(Text section)
I wonder how many of us are realizing the will of God in this matter; how many of us are rejoicing always, praying without ceasing, giving thanks in everything. I am going to call your attention this morning to the first one of the three. I may have a chance to come back some time and take up the second and third.

Rejoice Always

It is the privilege, it is the solemn duty of every Christian to rejoice all the time. No matter what our surroundings are, no matter what our circumstances may be, no matter if things are going dead wrong, God has made it possible for every child of His to be happy all the time, to be radiant all the time, to rejoice all the time. The first joy of the believer is the joy of the forgiveness of sin.

Forgiveness Of Sin

Away back in the Old Testament, King David sang about that joy, in the 32nd Psalm, “Blessed is the man whose transgression is forgiven, whose sin is covered.” If you would look into the Hebrew Bible you would find it even more wonderful,—“O the happiness of the man whose transgression is forgiven, whose sin is covered!” I tell you when any of us are brought to the place where we realize our state before God without Christ, when we come to see that we are guilty sinners in the presence of a holy God (for that is what we are until we do take Christ), we will begin to appreciate God’s forgiveness.

Someone was telling me a day or two ago about a very nice man who said he did not like to think of anyone dying for his sins, that he would rather stand for his own before God. That shows what a fool he is. That shows how blind he is, for that man is a guilty sinner in the presence of a holy God, and he cannot stand before a holy God one minute in his own character. If he would ever really come into the presence of God he would not talk that way, for even the best of us have broken the greatest of God’s commandments. Some are not drunkards, have never gambled or stolen, have never taken God’s name in vain, but they have broken God’s first and great commandment, which is: “Thou shalt love the Lord thy God with all thy heart, and with all thy soul, and with all thy mind. This is the first and great commandment.” Not a man or a woman has kept that commandment, but every one is a guilty sinner in the presence of a holy God.

Oh, if we have ever been brought by the Spirit and the Word of God to realize what we are without Jesus Christ,—guilty sinners in the presence of a holy God, and then accept Jesus Christ and know that our sins are all forgiven because the Word of God says so, the joy of knowing there is not a cloud between us and a holy God,—you know the world has no joy like that! You not only know that joy when you first accept Jesus Christ, but ever afterwards when you look back upon your past and see how it is all washed white in the precious blood of Jesus Christ, there comes into your soul a joy that no language can express,—joy unspeakable and full glory. O the joy of sins forgiven! “Blessed is the man (or woman) whose transgression is forgiven, whose sin is covered.

Communion With God

The second joy of the believer is the joy of communion with God. You cannot have communion with God as long as you are in sin; but when you have taken Jesus Christ and the blood of Jesus Christ has washed away your sin, there is the possibility for communion with God for the very vilest of us, and that is the greatest joy there is,—the joy of the friendship and the fellowship and the companionship of a great, infinite, holy God.

(Extracted entries)
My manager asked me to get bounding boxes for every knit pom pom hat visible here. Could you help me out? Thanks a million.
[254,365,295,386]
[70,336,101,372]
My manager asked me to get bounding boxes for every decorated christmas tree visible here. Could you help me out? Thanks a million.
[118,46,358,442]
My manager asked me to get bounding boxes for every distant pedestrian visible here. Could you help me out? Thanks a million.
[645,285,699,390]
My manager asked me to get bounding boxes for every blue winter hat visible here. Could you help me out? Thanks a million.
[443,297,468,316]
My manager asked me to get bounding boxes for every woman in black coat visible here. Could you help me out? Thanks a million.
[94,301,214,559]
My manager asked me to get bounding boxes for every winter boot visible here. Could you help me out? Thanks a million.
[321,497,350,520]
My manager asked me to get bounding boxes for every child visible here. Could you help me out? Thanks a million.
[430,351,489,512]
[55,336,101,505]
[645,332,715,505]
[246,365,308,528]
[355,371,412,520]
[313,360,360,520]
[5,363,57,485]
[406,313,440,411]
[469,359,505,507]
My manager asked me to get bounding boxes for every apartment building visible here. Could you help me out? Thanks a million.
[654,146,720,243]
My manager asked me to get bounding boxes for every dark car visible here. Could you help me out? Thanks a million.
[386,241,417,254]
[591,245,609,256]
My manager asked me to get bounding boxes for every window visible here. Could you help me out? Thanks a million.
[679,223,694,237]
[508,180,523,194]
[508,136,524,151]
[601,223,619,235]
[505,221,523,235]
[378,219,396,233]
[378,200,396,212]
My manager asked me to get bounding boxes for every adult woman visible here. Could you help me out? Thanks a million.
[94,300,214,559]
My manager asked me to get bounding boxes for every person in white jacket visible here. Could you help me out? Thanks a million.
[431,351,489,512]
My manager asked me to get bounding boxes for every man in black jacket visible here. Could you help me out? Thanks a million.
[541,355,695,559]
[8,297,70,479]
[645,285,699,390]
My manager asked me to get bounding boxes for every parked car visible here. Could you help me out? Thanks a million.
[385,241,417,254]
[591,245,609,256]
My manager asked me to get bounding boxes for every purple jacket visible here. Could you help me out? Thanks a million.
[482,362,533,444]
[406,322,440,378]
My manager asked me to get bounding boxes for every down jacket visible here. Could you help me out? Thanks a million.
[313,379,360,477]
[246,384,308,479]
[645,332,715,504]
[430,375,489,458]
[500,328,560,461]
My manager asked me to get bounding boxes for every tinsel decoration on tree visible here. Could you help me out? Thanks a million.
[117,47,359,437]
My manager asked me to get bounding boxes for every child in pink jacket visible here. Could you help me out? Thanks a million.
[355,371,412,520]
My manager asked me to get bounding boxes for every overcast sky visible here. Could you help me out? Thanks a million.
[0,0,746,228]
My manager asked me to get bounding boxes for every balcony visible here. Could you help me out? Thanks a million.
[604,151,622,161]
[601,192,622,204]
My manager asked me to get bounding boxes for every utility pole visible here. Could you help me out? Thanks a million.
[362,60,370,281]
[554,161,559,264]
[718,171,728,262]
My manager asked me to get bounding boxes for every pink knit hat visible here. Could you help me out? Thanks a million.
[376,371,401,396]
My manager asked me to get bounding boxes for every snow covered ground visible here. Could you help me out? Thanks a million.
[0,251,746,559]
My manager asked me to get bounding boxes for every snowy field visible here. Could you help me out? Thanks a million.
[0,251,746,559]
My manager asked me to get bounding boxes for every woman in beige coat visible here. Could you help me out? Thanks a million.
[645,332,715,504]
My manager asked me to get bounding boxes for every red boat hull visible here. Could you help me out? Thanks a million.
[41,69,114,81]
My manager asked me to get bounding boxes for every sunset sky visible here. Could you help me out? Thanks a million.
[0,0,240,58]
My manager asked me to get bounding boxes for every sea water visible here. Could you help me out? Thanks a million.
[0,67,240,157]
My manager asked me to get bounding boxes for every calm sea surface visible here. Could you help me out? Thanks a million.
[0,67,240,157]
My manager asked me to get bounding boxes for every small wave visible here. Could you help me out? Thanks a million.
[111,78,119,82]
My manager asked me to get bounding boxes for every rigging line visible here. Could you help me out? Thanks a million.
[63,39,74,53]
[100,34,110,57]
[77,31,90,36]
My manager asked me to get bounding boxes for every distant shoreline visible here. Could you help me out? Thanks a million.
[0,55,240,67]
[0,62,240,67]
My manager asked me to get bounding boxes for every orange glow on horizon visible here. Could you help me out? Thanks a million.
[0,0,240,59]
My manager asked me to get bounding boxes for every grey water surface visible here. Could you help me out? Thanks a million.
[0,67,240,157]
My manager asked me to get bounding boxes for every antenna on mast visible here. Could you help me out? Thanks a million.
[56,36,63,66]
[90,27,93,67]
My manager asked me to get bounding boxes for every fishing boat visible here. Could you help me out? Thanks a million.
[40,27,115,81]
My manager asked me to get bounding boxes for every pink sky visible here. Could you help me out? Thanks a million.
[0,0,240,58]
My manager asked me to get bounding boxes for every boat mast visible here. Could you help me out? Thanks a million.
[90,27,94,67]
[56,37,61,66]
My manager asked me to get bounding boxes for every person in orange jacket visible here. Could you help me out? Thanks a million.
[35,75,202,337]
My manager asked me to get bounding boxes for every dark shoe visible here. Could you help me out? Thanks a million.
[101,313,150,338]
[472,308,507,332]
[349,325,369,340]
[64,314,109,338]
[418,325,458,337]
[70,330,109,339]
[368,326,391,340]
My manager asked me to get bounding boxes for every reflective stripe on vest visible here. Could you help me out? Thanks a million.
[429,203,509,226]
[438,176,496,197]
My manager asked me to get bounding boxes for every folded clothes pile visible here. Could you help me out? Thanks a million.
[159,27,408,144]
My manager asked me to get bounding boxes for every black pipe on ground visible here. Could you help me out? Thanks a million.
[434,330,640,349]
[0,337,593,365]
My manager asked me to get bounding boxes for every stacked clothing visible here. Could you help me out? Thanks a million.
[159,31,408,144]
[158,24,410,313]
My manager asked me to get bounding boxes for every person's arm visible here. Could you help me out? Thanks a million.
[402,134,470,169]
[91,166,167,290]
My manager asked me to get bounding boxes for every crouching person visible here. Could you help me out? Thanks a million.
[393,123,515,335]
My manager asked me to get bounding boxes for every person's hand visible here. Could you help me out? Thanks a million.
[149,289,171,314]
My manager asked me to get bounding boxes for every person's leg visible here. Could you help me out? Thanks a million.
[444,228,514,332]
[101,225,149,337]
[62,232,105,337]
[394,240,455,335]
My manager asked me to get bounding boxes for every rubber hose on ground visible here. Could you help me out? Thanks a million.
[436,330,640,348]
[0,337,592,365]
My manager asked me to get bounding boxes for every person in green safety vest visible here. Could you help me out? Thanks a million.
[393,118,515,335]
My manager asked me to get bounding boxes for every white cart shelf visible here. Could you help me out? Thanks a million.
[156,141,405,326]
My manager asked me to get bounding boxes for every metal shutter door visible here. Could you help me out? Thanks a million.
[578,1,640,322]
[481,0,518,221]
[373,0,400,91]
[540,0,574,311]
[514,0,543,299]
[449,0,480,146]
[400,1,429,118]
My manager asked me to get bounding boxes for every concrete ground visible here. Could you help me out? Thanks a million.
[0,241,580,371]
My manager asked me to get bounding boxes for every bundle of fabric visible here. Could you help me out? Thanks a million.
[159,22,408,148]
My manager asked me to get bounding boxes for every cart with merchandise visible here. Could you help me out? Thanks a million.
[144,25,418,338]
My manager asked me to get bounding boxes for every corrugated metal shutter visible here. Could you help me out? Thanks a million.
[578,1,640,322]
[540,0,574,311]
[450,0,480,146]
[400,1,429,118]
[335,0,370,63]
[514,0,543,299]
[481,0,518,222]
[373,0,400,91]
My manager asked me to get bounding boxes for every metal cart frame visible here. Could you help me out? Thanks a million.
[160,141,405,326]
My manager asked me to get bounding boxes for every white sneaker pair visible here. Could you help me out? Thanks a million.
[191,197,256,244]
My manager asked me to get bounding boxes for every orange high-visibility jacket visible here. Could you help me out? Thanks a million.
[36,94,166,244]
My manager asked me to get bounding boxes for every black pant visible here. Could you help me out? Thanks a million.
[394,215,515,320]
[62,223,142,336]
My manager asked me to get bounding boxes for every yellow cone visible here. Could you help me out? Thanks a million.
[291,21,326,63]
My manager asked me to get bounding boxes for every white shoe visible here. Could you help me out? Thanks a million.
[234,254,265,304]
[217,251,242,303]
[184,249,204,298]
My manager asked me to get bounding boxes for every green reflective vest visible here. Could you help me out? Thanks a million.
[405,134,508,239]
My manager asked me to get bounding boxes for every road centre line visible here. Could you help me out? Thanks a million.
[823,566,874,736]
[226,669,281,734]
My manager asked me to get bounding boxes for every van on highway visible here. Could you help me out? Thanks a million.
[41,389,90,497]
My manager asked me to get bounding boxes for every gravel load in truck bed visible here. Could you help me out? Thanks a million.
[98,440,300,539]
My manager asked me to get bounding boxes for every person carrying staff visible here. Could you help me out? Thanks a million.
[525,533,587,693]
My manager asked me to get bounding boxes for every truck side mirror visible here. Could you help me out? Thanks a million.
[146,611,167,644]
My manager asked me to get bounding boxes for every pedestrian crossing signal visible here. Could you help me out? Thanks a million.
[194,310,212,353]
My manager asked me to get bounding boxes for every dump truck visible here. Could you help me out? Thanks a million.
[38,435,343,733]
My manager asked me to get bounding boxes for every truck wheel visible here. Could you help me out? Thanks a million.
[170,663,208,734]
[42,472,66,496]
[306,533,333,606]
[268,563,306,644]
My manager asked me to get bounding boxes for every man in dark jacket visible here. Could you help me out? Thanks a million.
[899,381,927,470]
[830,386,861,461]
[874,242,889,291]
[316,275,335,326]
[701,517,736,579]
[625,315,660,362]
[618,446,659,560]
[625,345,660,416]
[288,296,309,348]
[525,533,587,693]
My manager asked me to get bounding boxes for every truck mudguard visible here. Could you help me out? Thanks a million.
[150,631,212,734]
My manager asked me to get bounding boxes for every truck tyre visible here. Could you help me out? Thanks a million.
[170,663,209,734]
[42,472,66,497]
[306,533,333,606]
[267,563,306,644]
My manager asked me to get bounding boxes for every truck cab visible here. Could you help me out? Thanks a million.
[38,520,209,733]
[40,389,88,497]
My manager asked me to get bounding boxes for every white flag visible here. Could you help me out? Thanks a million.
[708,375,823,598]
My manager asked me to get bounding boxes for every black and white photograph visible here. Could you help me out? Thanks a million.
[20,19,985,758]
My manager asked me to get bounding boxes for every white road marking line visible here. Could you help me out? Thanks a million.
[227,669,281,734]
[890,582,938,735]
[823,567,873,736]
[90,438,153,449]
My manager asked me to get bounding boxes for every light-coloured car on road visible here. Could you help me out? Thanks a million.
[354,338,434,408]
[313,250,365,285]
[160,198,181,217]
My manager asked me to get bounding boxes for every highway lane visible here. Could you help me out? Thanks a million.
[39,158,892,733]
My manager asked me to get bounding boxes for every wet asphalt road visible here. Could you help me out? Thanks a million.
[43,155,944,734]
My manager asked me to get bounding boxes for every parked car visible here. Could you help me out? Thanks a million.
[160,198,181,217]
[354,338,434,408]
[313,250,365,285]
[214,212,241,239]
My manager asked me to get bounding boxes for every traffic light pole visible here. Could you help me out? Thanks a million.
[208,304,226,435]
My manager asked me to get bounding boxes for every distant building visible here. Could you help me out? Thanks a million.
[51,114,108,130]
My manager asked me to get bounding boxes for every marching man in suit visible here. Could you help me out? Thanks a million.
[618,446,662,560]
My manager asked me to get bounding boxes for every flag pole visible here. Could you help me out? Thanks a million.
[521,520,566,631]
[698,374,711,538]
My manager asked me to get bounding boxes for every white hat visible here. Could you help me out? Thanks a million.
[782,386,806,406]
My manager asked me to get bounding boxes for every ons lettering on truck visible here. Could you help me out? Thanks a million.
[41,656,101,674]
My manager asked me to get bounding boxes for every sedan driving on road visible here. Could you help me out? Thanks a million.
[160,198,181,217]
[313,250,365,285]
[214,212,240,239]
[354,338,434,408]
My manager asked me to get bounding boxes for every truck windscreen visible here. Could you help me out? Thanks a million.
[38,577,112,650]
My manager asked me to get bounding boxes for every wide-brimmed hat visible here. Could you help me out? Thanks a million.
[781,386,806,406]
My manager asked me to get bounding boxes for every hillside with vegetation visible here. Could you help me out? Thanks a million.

(Goal) Repeat everything in the text on rejoicing always from "It is the privilege, it" down to "forgiveness of sin.".

(Solution to this exercise)
It is the privilege, it is the solemn duty of every Christian to rejoice all the time. No matter what our surroundings are, no matter what our circumstances may be, no matter if things are going dead wrong, God has made it possible for every child of His to be happy all the time, to be radiant all the time, to rejoice all the time. The first joy of the believer is the joy of the forgiveness of sin.